* **Required work**
A. In the passage about high school English reading, which assigned book does the writer say they absolutely loved?
B. Carry the passage about high school English reading forward from its final sentence.

* **Exercise text**
Jeremy is using this book as part of his high school English curriculum and it’s a sharp deviation from the books I was told to read during my four years of high school, such as:

“Night,” Elie Wiesel

“Native Son,” Richard Wright

“The Glass Menagerie,” Tennessee Williams

“A Farewell To Arms,” Ernest Hemingway

… to name a few.

Though I cried and cried when Catherine died in “A Farewell to Arms,” it wasn’t a novel I clamored to read again. Nor were the “classics” that were listed on our syllabus each semester.

I can think of one book from all of the assigned high school English classes that I absolutely loved.

Not J.D. Salinger’s “A Catcher in the Rye.” Not Harper Lee’s “To Kill A Mockingbird” – though both had the intrigue and life lessons.

It was “A Separate Peace,” by John Knowles.

Because there were elements I could relate to.

Friendship, loss, going through the same experience together, growing apart, growing up. Rivalries – at one point Phineas and Gene became frenemies, which changes the course of their friendships – and their lives.

* **Information provided**
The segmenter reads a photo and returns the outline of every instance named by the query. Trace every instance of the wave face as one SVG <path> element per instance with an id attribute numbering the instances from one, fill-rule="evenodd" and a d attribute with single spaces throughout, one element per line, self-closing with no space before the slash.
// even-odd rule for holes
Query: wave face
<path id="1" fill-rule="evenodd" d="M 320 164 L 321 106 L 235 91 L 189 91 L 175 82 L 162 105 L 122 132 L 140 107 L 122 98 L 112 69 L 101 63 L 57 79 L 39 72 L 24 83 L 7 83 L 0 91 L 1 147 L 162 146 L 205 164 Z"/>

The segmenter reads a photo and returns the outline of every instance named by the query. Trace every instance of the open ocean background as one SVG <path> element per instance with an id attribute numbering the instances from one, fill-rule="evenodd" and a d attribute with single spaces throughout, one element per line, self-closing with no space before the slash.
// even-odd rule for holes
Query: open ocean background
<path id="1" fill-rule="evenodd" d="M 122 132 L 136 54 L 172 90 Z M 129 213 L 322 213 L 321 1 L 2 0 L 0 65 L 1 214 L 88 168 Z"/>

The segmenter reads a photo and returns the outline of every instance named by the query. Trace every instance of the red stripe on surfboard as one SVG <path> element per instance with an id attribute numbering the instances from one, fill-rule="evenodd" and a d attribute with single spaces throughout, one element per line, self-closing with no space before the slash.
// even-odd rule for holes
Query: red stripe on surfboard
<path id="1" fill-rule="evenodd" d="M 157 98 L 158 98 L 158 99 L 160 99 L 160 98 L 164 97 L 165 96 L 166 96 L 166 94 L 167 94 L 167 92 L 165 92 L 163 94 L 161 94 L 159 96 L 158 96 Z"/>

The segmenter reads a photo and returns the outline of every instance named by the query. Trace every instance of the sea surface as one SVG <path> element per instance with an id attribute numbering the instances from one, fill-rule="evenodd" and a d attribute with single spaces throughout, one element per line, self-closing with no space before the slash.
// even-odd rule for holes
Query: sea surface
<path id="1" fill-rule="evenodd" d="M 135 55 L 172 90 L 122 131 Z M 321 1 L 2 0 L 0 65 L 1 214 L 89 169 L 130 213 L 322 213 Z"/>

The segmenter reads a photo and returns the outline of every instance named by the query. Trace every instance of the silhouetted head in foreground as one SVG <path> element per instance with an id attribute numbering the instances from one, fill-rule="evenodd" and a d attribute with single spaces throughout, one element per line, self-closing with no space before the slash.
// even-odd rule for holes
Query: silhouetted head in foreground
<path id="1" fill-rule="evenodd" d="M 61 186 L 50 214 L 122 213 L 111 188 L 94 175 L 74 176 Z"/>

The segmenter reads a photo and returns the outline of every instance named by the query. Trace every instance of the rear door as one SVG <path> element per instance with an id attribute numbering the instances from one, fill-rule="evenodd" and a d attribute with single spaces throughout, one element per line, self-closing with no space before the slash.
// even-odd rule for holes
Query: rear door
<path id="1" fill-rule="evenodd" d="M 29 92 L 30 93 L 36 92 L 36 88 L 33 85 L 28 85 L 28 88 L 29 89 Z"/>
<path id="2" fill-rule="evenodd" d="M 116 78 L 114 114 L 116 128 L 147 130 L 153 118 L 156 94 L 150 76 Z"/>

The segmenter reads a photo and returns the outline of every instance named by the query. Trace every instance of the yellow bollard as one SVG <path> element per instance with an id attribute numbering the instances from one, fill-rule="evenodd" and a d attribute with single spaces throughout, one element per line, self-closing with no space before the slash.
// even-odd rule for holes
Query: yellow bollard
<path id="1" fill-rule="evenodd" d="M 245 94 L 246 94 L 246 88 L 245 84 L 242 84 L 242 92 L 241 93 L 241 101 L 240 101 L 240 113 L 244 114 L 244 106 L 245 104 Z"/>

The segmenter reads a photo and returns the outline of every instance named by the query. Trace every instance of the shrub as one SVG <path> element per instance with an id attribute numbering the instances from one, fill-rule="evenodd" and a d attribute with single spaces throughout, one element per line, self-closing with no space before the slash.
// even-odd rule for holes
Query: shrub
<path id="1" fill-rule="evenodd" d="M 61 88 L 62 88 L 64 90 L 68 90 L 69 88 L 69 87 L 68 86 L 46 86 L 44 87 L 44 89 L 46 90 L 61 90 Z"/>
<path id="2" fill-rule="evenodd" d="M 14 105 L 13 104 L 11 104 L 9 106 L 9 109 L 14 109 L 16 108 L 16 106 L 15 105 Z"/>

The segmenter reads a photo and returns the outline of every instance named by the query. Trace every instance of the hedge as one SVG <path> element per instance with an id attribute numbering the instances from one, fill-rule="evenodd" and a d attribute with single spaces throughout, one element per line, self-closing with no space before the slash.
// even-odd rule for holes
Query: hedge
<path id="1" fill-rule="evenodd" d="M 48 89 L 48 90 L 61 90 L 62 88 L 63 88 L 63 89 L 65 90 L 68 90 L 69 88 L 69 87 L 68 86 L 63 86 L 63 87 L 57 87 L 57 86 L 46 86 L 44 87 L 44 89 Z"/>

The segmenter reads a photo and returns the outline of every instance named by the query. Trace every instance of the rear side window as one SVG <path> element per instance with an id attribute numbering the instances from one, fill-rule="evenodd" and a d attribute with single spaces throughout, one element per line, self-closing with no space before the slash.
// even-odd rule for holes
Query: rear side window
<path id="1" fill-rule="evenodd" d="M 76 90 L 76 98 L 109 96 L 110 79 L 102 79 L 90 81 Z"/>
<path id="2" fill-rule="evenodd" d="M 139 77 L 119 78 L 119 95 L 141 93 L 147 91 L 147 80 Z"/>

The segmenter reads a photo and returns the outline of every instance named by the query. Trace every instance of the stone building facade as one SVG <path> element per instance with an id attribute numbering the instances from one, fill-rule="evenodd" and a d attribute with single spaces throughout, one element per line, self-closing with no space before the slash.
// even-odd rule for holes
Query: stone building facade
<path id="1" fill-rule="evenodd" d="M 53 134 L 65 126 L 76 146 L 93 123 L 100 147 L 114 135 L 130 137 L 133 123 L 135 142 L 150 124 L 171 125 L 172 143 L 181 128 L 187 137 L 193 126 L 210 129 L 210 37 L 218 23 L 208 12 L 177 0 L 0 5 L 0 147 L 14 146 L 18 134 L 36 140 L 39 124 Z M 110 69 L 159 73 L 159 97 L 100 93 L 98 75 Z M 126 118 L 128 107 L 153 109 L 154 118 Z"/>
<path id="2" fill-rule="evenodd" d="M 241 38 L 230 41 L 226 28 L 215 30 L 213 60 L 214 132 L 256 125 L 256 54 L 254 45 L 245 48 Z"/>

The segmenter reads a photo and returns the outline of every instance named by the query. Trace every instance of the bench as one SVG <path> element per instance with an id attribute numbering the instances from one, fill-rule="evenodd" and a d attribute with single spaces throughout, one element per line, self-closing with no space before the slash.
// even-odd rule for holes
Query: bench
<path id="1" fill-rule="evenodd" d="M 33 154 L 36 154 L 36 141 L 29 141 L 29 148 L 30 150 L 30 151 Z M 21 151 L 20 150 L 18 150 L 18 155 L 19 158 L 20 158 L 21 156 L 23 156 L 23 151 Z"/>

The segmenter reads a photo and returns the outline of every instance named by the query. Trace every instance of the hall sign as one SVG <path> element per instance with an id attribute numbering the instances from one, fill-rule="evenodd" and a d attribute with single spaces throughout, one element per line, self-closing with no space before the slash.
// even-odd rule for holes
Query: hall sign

* **Answers per task**
A. "A Separate Peace," by John Knowles.

B.
John Knowles told the plight of the teenager, even though it was 1942.  It was more relatable than going down the Mississippi River on a raft or punishing a woman for committing adultery.

Anyhow, it got me to thinking: we need to incorporate more YA fiction into the educational curriculum … because this is what students relate to. There was a really good piece in last week’s editions Washington Post about the graphic novel as an educational tool and the author’s premise came down to this: don’t rule out a book just because it’s not of “the norm.”